Objective - All entries should be output exactly as they stand.

Start Entries provided

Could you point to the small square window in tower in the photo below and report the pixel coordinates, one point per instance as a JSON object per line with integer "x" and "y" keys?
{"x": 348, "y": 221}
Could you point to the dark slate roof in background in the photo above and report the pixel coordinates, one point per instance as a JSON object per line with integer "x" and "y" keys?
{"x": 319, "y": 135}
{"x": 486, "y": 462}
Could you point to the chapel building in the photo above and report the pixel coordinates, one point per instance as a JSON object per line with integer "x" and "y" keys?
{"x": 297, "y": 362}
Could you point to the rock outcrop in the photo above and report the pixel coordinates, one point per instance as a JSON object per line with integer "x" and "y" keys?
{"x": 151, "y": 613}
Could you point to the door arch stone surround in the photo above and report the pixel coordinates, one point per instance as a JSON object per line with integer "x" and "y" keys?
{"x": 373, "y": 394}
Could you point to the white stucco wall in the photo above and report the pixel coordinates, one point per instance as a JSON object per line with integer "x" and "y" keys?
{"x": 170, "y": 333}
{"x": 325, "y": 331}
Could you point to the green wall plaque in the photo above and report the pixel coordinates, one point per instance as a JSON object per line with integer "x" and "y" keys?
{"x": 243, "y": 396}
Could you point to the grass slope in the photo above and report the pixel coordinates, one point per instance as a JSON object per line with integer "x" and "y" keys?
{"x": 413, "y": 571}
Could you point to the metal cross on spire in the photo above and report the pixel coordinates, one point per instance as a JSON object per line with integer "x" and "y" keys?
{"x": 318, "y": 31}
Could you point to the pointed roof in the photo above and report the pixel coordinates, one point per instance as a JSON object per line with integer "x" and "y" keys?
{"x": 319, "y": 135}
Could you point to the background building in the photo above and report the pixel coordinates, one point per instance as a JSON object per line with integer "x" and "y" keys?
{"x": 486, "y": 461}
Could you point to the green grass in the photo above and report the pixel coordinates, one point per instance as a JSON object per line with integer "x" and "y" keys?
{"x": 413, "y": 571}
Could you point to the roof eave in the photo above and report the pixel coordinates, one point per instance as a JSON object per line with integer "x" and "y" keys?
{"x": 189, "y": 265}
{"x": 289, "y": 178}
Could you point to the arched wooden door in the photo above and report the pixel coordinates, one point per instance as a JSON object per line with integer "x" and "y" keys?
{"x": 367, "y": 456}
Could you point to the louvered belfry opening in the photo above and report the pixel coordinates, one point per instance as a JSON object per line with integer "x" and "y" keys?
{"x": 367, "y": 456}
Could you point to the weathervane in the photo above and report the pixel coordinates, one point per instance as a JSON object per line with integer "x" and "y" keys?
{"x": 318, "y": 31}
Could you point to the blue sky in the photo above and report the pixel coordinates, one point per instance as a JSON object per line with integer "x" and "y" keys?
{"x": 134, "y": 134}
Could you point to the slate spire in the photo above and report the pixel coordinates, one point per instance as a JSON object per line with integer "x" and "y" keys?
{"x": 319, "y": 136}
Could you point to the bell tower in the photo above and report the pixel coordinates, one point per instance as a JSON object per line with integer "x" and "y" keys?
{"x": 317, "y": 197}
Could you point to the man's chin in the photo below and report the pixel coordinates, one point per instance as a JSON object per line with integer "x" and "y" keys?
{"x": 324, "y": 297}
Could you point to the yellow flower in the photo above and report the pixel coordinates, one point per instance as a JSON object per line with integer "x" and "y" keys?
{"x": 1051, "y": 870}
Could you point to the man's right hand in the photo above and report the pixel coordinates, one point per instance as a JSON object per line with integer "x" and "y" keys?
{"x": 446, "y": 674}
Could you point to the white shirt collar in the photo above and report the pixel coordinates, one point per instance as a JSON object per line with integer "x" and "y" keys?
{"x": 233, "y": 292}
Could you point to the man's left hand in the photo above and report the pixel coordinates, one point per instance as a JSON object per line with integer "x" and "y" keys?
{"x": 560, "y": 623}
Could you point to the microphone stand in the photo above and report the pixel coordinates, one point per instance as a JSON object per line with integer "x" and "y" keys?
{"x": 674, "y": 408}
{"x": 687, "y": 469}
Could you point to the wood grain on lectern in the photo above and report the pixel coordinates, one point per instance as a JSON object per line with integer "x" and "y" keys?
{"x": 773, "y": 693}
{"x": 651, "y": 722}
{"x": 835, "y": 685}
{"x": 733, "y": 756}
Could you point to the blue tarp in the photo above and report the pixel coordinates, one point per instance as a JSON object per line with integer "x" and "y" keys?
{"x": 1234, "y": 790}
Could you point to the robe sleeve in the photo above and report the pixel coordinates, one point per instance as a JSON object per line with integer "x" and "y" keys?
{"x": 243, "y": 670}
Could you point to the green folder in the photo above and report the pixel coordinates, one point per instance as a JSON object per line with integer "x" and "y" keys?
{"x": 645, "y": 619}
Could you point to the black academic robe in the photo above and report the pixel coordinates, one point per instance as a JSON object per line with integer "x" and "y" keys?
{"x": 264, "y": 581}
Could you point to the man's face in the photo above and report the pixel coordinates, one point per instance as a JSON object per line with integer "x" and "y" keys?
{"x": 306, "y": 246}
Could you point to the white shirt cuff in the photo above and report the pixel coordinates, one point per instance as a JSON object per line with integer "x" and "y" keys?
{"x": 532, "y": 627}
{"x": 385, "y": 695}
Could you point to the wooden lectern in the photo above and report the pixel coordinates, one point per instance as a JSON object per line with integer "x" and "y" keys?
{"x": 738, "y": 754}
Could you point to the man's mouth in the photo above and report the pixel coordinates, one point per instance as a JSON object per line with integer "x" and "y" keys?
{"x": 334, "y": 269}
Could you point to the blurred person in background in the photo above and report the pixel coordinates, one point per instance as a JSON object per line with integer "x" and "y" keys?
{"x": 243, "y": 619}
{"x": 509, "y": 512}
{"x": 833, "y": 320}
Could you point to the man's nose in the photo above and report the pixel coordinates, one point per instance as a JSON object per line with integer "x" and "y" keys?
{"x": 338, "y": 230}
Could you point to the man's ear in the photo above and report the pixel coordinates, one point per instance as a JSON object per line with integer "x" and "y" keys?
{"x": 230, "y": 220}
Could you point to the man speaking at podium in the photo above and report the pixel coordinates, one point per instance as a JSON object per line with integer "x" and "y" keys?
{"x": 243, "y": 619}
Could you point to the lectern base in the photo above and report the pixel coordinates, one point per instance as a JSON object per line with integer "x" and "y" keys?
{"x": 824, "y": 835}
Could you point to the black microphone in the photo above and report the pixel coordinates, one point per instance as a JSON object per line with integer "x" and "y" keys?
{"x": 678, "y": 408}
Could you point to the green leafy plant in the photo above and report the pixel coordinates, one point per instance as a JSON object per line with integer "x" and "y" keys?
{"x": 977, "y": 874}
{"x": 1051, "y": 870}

End Entries provided

Correct response -
Could you point to the small square window in tower in the photo below and report the pixel coordinates, one point per instance as a JSON object per line with integer "x" and "y" keys?
{"x": 348, "y": 221}
Could you point to the dark slate roof in background in the photo above and report the pixel coordinates, one point per instance as a JSON object per line with integer "x" and "y" keys?
{"x": 319, "y": 135}
{"x": 486, "y": 462}
Could you point to the chapel building in the photo above and report the pixel coordinates, one point per instance as a JSON object per line with integer "x" and "y" keys?
{"x": 297, "y": 362}
Could you point to the rock outcrop in the photo above and report the pixel coordinates, one point per instance as a JSON object per line with integer "x" and "y" keys?
{"x": 151, "y": 613}
Could you point to the door arch stone surround in the photo above and report the pixel coordinates, one point per instance as a JSON object per line with integer "x" and "y" keys?
{"x": 373, "y": 394}
Could you point to the white stucco wall in the photo above and report the pixel coordinates, one point per instance as a JSON object per line with integer "x" and "y" keys?
{"x": 170, "y": 333}
{"x": 325, "y": 331}
Could you point to the green wall plaque in the photo above and report the pixel coordinates, one point per instance as a JSON object per line with integer "x" and "y" keys?
{"x": 243, "y": 396}
Could you point to the grass slope in the photo above and report the pixel coordinates, one point per instance as a JSON object per line with integer "x" and "y" keys?
{"x": 413, "y": 571}
Could you point to the metal cross on spire in the photo above and report the pixel coordinates, one point per instance as a JSON object per line with integer "x" and "y" keys?
{"x": 318, "y": 31}
Could you point to the pointed roof in the photo above and report the pixel coordinates, one point per instance as a JSON object per line with integer "x" and "y" keys?
{"x": 319, "y": 135}
Could you point to the background building in the photo above and report the pixel coordinates, one point per instance as a JSON object per line with integer "x" and "y" keys?
{"x": 486, "y": 461}
Could you point to the green grass in the photo above and report the pixel coordinates, one point per instance as a JSON object per line with integer "x" and "y" keys?
{"x": 413, "y": 571}
Could you point to the roof eave in the photo above and report the pixel coordinates, one point per instance as a JSON object per line with integer "x" and "y" keys?
{"x": 189, "y": 265}
{"x": 289, "y": 178}
Could you point to the arched wooden door in the photo above and report the pixel coordinates, one point per instance as a JSON object per line with integer "x" and "y" keys?
{"x": 367, "y": 456}
Could you point to the louvered belfry opening in the photo above and report the pixel coordinates, one point per instance as a JSON object per line with integer "x" and "y" keys?
{"x": 367, "y": 456}
Could you point to the weathervane in the photo above and report the pixel coordinates, one point per instance as a JSON object per line with integer "x" and "y" keys?
{"x": 318, "y": 31}
Could you point to the blue sky in the photo above and report the pixel coordinates, one point per instance as a JSON object per line with integer "x" and "y" keys?
{"x": 134, "y": 134}
Could you point to the slate spire in the photo above and report the pixel coordinates, one point per instance as a JSON object per line with integer "x" and "y" keys?
{"x": 319, "y": 136}
Could you point to the bell tower in the photo above and report the pixel coordinates, one point per instance as a JSON object per line with integer "x" and "y" keys?
{"x": 317, "y": 197}
Could you point to the man's chin in the photo below and report the pixel coordinates, one point per instance as a JSON object per line with integer "x" and "y" keys?
{"x": 324, "y": 297}
Could you point to the yellow flower in the photo above and report the pixel coordinates, one point per instance as a JSON object per line with integer "x" and "y" keys?
{"x": 1051, "y": 870}
Could you point to the man's right hand in the photo above and report the pixel coordinates, one point per instance as a JSON object per line with integer "x" and "y" keys?
{"x": 446, "y": 674}
Could you point to the white shirt collar in the photo above and report the pixel coordinates, one point per instance as a JSON object per line with integer "x" and "y" keys?
{"x": 233, "y": 292}
Could you point to the man's left hand in the photo above and report the pixel coordinates, one point per instance as a JSON object per line with integer "x" and "y" keys?
{"x": 560, "y": 623}
Could you point to the microphone stand in the photo above and report the pixel coordinates, one point per instance as a JSON object per line with integer "x" and "y" keys?
{"x": 674, "y": 408}
{"x": 687, "y": 469}
Could you point to the wood grain on lectern in the photo above and report the pixel coordinates, one point per instance as a JSON object per line with integer "x" and "y" keys?
{"x": 773, "y": 693}
{"x": 651, "y": 722}
{"x": 835, "y": 685}
{"x": 733, "y": 756}
Could you point to the blue tarp in the photo above and report the pixel coordinates, one point per instance as a JSON object per line with integer "x" and "y" keys?
{"x": 1234, "y": 790}
Could you point to the robe sleeve in the photo above and report the pixel coordinates, one point per instance as a JSON object per line with integer "x" and "y" keys?
{"x": 243, "y": 670}
Could you point to the green folder in the photo above and report the pixel coordinates, one point per instance as a JSON object per line with integer "x" and "y" keys?
{"x": 645, "y": 619}
Could you point to the black academic robe in the photo above and report the pixel coordinates, one point per instance as a JSON object per line with integer "x" and "y" keys?
{"x": 264, "y": 581}
Could you point to the man's face in the photo above and report the pixel coordinates, one point per instance as a JSON object per line with integer "x" and "y" keys?
{"x": 306, "y": 246}
Could you point to the white shirt cuff in the photo above and report the pixel coordinates, one point per instance as a JSON object per line with integer "x" and "y" keys?
{"x": 532, "y": 627}
{"x": 385, "y": 695}
Could you point to the wooden lectern in the photo above and report the pixel coordinates, one point per instance as a JSON object per line with integer "x" and "y" keys?
{"x": 738, "y": 754}
Could you point to the man's mouth in the photo above and report the pixel coordinates, one point per instance as a JSON object per line with integer "x" and "y" keys?
{"x": 334, "y": 269}
Could you point to the blurred person in background in the photo above and report the pixel coordinates, one point per instance as a JSON object per line with integer "x" and "y" keys?
{"x": 243, "y": 619}
{"x": 509, "y": 512}
{"x": 833, "y": 320}
Could you point to the man's nose in the photo above and report the pixel coordinates, one point per instance as a JSON object per line with integer "x" and "y" keys?
{"x": 338, "y": 230}
Could you point to the man's ear in the photo above and report the pixel coordinates, one point per instance as a JSON object per line with integer "x" and "y" keys?
{"x": 230, "y": 220}
Could you point to the man speaking at podium in the photo above and report the pixel coordinates, one point per instance as a JSON object per line with integer "x" and "y" keys?
{"x": 243, "y": 619}
Could you point to the lectern base in the photo above and report the pixel coordinates, one point per instance as a JSON object per line with integer "x" and "y" keys?
{"x": 824, "y": 835}
Could you point to the black microphone in the photo above and report the pixel coordinates, one point per instance as a JSON object per line with integer "x" and "y" keys?
{"x": 678, "y": 408}
Could you point to the green leafy plant in the photo above and report the pixel coordinates, one point per instance as a JSON object per line with integer "x" and "y" keys?
{"x": 977, "y": 874}
{"x": 1051, "y": 870}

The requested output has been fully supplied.